Excerpts of bounding box data
★ ★ ★ ★

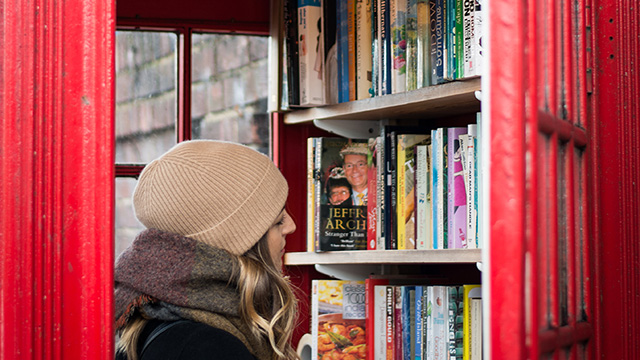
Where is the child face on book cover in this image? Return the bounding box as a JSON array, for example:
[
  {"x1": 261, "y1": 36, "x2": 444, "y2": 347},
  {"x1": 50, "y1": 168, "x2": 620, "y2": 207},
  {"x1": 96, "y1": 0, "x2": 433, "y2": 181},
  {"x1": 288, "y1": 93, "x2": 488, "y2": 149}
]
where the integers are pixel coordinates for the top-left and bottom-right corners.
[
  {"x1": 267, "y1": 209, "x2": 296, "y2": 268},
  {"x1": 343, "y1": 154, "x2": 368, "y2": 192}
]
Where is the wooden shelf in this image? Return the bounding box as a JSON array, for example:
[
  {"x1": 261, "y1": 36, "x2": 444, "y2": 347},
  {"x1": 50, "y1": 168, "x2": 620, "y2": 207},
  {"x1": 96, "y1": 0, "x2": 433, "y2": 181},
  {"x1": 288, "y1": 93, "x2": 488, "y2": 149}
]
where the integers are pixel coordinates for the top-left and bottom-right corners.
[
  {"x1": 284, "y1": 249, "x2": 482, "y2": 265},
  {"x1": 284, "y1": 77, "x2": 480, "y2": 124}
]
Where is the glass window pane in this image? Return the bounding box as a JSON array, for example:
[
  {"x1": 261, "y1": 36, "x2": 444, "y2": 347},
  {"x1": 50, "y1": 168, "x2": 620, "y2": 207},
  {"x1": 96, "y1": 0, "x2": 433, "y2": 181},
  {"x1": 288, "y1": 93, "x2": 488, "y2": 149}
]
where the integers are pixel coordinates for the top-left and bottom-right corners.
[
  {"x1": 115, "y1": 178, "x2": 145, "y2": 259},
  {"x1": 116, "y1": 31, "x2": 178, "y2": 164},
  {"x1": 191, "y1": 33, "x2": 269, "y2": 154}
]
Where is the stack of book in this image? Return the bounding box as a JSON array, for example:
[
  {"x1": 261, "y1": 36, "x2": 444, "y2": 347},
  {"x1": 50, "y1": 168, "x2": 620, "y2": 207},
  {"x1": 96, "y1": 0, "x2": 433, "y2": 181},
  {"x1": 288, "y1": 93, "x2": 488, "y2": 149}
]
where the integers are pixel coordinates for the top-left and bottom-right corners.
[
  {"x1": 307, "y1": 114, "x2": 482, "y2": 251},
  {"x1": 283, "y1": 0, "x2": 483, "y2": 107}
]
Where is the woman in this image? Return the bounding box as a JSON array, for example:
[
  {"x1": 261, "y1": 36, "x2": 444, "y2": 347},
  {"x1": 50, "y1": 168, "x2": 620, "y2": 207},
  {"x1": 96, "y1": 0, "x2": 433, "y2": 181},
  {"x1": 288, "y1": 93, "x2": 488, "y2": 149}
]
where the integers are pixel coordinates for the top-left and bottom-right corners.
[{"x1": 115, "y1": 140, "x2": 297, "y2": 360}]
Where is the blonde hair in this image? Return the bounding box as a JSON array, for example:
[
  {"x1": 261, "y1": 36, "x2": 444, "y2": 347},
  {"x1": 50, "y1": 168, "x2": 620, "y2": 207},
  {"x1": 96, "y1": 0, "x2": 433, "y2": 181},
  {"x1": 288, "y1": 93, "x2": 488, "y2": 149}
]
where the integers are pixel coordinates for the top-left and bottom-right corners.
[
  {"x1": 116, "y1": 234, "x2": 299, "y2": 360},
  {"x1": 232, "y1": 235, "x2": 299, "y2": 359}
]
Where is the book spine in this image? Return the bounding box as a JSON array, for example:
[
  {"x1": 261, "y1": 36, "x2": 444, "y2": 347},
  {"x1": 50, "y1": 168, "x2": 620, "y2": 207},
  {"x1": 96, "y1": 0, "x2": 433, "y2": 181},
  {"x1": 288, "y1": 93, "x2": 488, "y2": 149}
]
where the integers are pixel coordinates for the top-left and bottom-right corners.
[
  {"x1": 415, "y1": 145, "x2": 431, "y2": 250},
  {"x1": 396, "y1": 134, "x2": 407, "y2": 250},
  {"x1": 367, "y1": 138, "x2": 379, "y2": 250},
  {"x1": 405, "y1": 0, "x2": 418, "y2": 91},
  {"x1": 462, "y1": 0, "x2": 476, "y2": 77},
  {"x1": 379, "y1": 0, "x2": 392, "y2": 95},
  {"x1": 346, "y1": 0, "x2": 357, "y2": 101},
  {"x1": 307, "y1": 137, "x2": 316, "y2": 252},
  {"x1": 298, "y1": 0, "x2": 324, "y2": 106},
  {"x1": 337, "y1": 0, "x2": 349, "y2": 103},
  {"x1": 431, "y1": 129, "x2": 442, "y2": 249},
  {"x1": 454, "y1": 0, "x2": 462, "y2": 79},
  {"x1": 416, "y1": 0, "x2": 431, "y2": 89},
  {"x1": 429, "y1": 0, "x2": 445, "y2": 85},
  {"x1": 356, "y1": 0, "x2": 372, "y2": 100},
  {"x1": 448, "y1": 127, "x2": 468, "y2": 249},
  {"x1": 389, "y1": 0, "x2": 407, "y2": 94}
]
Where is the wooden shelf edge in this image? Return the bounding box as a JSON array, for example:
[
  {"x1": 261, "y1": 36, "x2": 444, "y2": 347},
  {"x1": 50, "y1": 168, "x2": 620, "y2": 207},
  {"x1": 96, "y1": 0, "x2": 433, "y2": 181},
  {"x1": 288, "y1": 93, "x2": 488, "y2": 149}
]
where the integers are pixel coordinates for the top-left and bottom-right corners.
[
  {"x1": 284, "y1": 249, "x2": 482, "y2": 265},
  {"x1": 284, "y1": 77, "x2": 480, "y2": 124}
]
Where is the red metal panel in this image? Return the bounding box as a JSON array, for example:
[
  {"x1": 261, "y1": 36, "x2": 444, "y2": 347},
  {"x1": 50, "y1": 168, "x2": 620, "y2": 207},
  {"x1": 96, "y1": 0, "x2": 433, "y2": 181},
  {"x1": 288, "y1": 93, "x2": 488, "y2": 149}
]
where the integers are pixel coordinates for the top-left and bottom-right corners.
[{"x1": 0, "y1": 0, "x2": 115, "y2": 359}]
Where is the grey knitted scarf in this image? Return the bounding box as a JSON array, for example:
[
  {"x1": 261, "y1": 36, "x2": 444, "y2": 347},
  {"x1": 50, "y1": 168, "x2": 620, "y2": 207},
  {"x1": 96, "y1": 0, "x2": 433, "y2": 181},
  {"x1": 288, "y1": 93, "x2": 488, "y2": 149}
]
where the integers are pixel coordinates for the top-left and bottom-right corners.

★ ★ ★ ★

(Exercise):
Find every line in the records above that contains the string "Return", matching case exactly, and copy each of those lines.

(Exercise solution):
Where is the child face on book cover in this image? Return the bounding box as a JSON array, for example:
Where is the wooden shelf in this image? Return the bounding box as a JSON array, for example:
Where is the glass window pane in this image? Return the bounding box as a JSON array, for example:
Where is the stack of book in this image? Return the bounding box as a JSON array, for example:
Where is the woman in this image? Return the bounding box as a JSON array, for example:
Where is the blonde hair in this image? Return the bounding box as a JSON array, for example:
Where is the book spine in this image? Return the bounding box as a JSON array, for example:
Where is the wooden shelf edge in this image? Return the bounding box as a JSON array, for example:
Where is the red metal panel in this image? Return the bounding box as a JSON array, for example:
Where is the grey knitted scarf in this image? Return the bounding box as a JSON array, for example:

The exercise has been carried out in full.